**PROBLEM STATEMENT:**
Swap "parked car" for "parked vehicle" in the lines from the one holding "Kindly give the mask of every instance of the blue" through the one holding "79L242 79L242 78L239", inclusive. Return only those lines, otherwise unchanged.

**LISTING:**
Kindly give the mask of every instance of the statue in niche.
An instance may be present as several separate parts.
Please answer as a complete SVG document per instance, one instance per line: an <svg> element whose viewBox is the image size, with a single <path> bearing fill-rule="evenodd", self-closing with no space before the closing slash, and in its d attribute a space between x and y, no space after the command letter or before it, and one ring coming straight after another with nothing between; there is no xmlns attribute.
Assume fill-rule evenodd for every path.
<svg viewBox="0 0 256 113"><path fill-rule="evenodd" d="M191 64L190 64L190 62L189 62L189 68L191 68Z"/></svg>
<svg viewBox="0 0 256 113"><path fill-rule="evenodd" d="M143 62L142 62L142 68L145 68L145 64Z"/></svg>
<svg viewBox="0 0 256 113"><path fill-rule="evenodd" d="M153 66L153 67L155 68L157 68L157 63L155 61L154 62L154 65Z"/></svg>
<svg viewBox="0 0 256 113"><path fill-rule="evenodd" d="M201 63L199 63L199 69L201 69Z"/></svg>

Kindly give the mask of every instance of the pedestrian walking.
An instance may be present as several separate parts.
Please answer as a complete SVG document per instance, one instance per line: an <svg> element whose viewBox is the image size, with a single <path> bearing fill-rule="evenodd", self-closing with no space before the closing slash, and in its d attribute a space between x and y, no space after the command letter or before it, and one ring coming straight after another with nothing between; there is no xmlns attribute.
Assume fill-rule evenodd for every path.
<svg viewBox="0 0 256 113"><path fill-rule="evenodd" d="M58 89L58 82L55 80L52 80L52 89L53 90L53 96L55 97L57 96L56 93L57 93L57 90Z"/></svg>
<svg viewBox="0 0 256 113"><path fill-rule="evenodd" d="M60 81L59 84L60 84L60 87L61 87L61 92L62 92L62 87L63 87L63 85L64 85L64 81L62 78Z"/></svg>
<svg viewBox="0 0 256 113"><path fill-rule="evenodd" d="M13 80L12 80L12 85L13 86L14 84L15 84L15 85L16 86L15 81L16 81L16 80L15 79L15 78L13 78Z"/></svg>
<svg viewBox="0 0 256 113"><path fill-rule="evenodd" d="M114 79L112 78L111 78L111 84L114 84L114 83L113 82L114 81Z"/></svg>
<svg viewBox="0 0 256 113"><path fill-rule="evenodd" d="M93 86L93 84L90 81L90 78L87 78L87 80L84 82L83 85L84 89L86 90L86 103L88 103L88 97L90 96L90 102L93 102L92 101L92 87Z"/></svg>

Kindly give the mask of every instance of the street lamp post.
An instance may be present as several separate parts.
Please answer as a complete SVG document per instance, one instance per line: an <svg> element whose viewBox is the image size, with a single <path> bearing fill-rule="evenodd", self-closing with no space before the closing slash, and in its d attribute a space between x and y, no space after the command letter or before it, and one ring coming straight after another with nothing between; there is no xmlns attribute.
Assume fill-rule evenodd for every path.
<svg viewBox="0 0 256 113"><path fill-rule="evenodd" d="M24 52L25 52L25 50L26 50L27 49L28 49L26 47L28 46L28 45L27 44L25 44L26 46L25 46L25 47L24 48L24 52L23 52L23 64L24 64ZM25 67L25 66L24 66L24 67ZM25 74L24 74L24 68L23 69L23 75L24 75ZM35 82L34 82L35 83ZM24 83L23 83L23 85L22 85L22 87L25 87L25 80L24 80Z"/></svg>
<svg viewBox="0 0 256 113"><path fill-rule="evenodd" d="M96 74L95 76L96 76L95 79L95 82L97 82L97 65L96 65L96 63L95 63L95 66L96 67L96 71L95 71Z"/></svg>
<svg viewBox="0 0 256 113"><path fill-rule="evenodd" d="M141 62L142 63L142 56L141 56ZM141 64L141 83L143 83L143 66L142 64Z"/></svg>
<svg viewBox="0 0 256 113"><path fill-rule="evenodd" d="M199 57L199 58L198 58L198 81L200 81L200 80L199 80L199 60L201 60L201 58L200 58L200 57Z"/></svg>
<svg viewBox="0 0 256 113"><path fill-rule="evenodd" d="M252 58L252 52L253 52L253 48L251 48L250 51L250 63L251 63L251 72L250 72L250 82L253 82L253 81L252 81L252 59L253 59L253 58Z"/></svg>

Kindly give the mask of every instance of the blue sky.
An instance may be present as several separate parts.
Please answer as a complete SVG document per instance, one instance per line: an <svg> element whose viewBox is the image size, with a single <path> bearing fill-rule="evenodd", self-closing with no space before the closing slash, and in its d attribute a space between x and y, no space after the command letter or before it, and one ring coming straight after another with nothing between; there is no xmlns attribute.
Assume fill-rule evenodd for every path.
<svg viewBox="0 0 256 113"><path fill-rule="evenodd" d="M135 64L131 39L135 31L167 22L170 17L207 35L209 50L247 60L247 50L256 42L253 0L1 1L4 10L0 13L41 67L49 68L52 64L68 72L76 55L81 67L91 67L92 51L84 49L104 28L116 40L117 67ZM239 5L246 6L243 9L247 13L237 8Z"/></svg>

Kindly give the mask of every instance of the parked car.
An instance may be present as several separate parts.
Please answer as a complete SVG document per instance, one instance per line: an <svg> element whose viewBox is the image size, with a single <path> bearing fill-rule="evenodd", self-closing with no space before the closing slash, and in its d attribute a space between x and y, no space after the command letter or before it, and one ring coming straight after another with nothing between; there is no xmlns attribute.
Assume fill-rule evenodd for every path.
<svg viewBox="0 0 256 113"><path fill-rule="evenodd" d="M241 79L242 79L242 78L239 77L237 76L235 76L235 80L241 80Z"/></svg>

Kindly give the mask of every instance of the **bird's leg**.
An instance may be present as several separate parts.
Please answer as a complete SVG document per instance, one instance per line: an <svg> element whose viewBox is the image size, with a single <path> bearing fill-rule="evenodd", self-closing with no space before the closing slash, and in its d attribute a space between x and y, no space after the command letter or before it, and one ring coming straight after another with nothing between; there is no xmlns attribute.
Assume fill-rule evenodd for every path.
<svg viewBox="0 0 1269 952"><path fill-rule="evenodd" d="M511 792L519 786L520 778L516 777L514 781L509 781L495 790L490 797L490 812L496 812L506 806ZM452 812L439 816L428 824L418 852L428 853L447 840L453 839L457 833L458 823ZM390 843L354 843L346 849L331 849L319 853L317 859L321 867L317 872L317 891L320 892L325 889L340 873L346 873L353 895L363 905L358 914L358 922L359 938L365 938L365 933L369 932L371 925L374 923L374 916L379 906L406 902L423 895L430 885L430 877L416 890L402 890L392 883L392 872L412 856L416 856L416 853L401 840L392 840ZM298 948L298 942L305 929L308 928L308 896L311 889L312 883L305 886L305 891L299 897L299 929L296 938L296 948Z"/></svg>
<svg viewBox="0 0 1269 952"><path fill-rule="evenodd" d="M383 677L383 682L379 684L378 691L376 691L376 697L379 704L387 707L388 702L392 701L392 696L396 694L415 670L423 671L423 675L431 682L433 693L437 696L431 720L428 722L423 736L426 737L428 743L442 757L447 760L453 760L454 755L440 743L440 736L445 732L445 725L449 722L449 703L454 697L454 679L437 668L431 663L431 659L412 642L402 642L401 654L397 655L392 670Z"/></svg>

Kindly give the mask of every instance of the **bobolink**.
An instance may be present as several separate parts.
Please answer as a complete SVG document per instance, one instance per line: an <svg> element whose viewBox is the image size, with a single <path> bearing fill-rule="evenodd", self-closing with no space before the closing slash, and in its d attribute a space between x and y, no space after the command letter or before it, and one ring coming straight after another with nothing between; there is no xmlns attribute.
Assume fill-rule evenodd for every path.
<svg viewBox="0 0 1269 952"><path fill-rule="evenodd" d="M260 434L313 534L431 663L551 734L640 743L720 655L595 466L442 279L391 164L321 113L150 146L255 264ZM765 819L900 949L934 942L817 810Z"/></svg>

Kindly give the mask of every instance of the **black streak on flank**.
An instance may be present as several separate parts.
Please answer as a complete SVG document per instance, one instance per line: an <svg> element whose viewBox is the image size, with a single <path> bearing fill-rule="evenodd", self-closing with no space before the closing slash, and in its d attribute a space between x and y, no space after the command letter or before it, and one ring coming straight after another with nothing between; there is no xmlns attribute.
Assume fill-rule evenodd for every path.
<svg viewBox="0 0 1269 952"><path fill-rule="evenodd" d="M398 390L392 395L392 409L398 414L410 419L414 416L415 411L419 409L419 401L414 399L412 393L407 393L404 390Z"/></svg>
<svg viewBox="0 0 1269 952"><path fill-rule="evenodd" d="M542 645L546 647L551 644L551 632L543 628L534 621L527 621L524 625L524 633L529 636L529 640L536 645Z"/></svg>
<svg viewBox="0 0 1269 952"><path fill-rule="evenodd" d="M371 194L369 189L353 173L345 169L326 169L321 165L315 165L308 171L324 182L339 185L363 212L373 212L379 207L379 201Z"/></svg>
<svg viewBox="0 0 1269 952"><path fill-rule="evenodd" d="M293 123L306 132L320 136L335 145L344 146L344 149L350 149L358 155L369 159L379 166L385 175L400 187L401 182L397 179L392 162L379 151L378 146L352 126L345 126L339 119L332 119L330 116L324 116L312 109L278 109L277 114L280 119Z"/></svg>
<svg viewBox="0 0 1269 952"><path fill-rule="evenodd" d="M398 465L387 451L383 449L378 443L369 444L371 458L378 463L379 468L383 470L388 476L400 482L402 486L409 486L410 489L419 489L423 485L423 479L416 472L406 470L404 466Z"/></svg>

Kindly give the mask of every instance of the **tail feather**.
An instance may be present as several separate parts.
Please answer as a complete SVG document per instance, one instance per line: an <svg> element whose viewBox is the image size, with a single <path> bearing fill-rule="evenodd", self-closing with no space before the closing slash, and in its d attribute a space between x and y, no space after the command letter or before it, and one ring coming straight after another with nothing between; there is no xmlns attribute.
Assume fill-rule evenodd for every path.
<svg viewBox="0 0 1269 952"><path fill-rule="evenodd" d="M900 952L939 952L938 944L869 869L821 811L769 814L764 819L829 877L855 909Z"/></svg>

**RESPONSE:**
Kindly give the mask of every instance of the blue sky.
An instance may be present as several separate parts.
Please answer as a complete SVG document per instance, one instance per line: an <svg> element whose viewBox is the image size, with a single <path> bearing fill-rule="evenodd", self-closing with no space before the closing slash, and in its d attribute a space between x and y, no space after the command letter or before it, and one ring coming straight after another with nothing between; there is no xmlns attribute.
Assume fill-rule evenodd for every path.
<svg viewBox="0 0 256 113"><path fill-rule="evenodd" d="M135 64L131 39L135 31L167 22L170 17L207 35L209 50L247 60L247 50L256 42L253 0L1 1L4 10L0 13L41 67L49 68L52 64L68 72L76 55L81 67L91 67L92 51L84 49L104 28L116 40L117 67ZM239 5L246 6L243 9L247 13L237 8Z"/></svg>

Kindly give the mask of every instance of the parked vehicle.
An instance may be present as several separate parts.
Please answer as a complete SVG document per instance, one instance per line: an <svg> element whose viewBox is the image size, with a single <path> bearing fill-rule="evenodd", self-closing with no space before the closing slash, and in its d attribute a space between x and y, no space after the command letter or before it, and one ring coming straight after another with nothing between; there is no xmlns attribute.
Assume fill-rule evenodd for every path.
<svg viewBox="0 0 256 113"><path fill-rule="evenodd" d="M241 79L242 79L242 78L239 77L237 76L235 76L235 80L241 80Z"/></svg>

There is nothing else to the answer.